TEXTAUSZUG.
________________________________________
Besteht zwischen einer verkehrsdurchgesetzten dreidimensionalen Klagemarke und der beanstandeten, für identische Waren verwendeten Form eine hochgradige Zeichenähnlichkeit, so ist im Regelfall davon auszugehen, dass der Verkehr nicht nur die Form der Klagemarke, sondern auch die angegriffene Gestaltung als herkunftshinweisend wahrnimmt1.

Zeichenidentität im Sinne des § 14 Abs. 2 Nr. 1 MarkenG ist gegeben, wenn das angegriffene Zeichen ohne Änderung oder Hinzufügung alle Elemente wiedergibt, die die Marke bilden, oder wenn es als Ganzes betrachtet Unterschiede gegenüber der Marke aufweist, die so geringfügig sind, dass sie einem Durchschnittsverbraucher entgehen können2.
________________________________________
BEREITGESTELLTE DATEN.

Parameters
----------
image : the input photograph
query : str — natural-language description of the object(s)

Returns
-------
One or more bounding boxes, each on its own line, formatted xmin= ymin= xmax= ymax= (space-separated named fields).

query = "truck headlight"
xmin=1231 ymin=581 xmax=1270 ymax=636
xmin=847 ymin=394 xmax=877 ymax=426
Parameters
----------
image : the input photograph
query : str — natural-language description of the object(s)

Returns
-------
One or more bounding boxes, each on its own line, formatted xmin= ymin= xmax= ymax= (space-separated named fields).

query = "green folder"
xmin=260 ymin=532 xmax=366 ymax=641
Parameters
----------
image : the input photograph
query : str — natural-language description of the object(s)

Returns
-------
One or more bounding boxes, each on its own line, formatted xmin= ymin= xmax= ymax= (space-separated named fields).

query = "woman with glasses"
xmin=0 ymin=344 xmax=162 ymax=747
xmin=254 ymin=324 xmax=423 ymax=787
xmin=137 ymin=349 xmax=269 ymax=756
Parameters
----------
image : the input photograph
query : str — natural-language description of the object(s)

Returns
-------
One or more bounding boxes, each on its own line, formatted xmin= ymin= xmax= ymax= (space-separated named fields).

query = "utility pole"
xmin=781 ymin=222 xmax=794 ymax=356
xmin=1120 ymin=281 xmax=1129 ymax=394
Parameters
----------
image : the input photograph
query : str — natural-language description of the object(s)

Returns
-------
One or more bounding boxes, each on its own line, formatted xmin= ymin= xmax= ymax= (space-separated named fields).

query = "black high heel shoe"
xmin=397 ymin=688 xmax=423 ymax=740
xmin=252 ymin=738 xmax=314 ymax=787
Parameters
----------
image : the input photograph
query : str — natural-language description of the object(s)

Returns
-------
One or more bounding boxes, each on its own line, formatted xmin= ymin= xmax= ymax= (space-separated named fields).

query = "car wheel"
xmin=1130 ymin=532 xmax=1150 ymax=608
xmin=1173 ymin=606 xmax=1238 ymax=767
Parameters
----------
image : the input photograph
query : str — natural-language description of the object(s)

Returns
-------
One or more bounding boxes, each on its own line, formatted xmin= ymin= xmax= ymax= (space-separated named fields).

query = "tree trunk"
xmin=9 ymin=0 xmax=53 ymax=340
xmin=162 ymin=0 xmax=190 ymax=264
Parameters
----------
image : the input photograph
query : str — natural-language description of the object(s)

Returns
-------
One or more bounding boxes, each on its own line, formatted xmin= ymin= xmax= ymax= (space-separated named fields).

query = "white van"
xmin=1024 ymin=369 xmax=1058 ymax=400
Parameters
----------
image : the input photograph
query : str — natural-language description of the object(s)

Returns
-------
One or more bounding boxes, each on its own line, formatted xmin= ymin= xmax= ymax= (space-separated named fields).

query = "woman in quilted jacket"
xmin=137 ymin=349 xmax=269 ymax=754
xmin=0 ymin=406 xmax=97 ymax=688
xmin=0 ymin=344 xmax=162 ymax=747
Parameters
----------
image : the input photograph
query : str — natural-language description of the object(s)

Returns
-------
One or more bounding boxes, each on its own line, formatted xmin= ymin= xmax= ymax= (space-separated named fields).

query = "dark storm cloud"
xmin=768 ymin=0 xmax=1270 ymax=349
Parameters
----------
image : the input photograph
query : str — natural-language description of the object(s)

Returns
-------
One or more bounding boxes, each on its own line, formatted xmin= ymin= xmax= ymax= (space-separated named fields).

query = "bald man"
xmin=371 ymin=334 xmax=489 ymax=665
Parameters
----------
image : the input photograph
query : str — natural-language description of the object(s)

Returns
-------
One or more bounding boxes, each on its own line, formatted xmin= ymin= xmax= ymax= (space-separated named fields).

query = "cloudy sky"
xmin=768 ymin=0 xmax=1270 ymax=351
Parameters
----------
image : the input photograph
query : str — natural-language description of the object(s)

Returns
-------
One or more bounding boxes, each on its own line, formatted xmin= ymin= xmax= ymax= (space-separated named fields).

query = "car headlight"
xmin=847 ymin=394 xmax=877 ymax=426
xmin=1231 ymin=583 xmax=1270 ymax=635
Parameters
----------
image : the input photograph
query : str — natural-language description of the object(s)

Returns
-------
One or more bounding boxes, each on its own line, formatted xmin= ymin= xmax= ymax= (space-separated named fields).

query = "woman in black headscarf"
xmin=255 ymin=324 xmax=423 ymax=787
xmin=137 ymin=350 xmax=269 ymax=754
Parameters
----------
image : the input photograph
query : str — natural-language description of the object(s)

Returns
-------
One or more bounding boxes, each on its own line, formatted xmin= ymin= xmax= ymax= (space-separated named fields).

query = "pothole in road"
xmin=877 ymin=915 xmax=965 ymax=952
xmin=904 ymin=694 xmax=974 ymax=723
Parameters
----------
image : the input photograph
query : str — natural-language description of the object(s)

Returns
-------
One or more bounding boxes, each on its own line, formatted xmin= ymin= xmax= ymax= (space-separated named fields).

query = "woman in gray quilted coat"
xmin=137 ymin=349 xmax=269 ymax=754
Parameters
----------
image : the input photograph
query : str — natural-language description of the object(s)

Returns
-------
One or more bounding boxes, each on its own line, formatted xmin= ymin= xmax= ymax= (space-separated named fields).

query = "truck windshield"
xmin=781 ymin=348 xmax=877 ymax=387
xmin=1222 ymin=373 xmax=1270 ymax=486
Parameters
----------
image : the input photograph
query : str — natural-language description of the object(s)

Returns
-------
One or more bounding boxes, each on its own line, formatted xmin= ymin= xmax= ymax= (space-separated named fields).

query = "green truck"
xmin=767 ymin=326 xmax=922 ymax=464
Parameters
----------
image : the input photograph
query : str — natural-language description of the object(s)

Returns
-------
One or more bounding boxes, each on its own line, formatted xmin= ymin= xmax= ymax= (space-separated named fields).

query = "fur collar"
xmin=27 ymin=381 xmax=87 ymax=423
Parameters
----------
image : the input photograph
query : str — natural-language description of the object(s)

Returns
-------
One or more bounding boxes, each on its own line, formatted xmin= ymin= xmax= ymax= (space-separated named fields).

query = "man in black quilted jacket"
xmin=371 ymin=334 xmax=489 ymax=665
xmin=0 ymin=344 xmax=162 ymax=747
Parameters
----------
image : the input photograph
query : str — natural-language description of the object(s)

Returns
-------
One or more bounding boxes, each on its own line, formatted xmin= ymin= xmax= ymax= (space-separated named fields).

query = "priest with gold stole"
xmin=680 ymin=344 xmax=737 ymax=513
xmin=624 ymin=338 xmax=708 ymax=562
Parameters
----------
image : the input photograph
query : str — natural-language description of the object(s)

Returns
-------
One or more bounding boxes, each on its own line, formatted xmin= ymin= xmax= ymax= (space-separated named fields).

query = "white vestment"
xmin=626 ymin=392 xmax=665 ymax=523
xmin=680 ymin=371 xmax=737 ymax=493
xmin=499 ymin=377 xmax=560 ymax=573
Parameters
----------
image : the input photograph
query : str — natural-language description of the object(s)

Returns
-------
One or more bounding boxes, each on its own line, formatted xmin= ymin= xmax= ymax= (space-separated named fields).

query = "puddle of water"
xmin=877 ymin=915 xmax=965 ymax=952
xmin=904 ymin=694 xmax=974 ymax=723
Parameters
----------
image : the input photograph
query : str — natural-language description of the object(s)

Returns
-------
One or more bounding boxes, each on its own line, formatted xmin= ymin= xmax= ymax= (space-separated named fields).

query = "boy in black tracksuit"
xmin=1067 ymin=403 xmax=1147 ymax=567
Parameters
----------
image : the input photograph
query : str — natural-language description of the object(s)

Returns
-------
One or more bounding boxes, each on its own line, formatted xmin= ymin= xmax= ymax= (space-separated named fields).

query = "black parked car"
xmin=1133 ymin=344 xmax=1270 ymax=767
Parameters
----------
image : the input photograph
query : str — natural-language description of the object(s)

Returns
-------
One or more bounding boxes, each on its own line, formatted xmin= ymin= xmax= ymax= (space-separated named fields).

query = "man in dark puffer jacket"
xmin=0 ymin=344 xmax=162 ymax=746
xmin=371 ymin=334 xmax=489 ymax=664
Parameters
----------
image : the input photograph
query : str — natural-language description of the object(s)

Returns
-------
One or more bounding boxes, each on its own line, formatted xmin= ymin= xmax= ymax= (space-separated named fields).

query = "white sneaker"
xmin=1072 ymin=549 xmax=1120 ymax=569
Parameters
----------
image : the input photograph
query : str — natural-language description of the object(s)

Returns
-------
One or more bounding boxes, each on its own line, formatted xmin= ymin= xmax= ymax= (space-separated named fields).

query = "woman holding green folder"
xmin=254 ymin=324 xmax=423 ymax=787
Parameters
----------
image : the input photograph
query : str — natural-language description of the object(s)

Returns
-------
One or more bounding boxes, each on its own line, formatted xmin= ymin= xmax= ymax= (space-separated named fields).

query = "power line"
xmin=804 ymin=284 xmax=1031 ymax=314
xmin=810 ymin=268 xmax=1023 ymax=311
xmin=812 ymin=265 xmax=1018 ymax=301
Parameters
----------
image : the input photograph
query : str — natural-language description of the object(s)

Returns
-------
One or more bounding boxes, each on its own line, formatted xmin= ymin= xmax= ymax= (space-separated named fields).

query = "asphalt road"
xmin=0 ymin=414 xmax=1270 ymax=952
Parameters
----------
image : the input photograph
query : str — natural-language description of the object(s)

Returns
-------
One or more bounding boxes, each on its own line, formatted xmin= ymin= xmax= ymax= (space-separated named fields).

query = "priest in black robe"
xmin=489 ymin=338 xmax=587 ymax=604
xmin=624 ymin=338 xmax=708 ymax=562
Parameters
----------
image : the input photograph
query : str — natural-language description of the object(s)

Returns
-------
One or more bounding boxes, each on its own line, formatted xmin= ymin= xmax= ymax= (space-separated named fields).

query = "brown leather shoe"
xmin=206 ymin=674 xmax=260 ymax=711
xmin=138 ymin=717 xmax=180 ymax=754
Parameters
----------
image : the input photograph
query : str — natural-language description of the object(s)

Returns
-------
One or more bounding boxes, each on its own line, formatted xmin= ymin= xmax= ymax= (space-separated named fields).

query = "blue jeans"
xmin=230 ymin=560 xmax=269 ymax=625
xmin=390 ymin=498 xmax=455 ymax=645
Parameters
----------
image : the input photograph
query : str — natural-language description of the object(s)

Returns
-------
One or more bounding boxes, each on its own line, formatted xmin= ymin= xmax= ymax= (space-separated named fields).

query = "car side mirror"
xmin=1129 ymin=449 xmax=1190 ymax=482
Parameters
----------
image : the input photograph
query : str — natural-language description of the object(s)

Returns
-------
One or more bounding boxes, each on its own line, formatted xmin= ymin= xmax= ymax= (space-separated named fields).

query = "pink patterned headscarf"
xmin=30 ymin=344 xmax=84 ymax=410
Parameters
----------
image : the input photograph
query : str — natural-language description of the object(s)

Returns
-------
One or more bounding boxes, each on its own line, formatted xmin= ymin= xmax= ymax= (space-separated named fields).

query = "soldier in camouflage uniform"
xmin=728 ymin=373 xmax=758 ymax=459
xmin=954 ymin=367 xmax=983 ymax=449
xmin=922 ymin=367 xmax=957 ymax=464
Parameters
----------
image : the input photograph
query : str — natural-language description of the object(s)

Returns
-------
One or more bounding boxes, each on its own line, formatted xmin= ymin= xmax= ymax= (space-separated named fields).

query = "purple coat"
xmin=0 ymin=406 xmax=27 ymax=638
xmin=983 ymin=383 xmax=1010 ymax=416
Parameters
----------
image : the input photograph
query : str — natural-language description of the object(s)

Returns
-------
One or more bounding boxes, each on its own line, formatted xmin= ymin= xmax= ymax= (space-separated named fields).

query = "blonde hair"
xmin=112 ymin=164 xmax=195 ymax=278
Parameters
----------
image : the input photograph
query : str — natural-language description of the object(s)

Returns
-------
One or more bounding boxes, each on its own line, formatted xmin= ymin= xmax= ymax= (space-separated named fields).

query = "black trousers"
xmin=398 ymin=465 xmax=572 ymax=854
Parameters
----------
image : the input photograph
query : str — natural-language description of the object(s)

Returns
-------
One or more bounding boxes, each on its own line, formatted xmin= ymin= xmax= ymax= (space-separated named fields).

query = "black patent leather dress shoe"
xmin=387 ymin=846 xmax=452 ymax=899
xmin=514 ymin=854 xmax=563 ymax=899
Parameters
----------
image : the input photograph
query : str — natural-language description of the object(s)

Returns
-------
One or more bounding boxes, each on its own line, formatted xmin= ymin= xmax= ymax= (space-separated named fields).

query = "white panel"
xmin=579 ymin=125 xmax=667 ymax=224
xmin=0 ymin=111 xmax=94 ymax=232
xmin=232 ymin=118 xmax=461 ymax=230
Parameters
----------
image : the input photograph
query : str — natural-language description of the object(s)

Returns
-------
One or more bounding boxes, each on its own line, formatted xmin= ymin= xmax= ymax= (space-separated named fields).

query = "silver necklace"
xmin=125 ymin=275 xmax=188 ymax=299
________________________________________
ZU ERLEDIGEN.
1 - Wie nimmt der Verkehr laut dem Textauszug bei hochgradiger Zeichenähnlichkeit im Regelfall die angegriffene Gestaltung wahr?
2 - Führe den Textauszug zum Markenrecht im Anschluss an seinen letzten Satz weiter.
Die Daten sind eigenständiges Material und gehören nicht zum Textauszug.

ANTWORTEN DER REIHE.
1 - Als herkunftshinweisend.

2 -
Eine markenmäßige Benutzung oder – was dem entspricht – eine Verwendung als Marke setzt voraus, dass die beanstandeten Bezeichnungen im Rahmen des Produkt- oder Leistungsabsatzes jedenfalls auch der Unterscheidung der Waren oder Dienstleistungen eines Unternehmens von denen anderer dienen. Die Rechte aus der Marke nach § 14 Abs. 2 Nr. 2 MarkenG, dessen Anwendung eine Verwechslungsgefahr voraussetzt, sind daher auf diejenigen Fälle beschränkt, in denen die Benutzung des Zeichens durch einen Dritten die Hauptfunktion der Marke, das heißt die Gewährleistung der Herkunft der Ware oder Dienstleistung gegenüber dem Verbraucher beeinträchtigt oder immerhin beeinträchtigen könnte3. Im Falle einer dreidimensionalen Marke ist zu berücksichtigen, dass der Verkehr nach der Lebenserfahrung die Formgestaltung einer Ware regelmäßig nicht in gleicher Weise wie Wort- und Bildmarken als Herkunftshinweis auffasst, weil es bei der Warenform zunächst um eine funktionelle und ästhetische Ausgestaltung der Ware selbst geht. Auch eine besondere Gestaltung der Ware selbst wird danach eher diesem Umstand zugeschrieben werden als der Absicht, auf die Herkunft der Ware hinzuweisen4.
Dabei ist zunächst zu prüfen, welche Kennzeichnungskraft die Klagemarke erreicht hat, weil der Grad der Kennzeichnungskraft einer dreidimensionalen Marke sich darauf auswirkt, ob der Verkehr einer Form, der er als Ware begegnet, einen Herkunftshinweis entnimmt5. Verkehrsdurchgesetzte Zeichen haben üblicherweise eine durchschnittliche Kennzeichnungskraft6.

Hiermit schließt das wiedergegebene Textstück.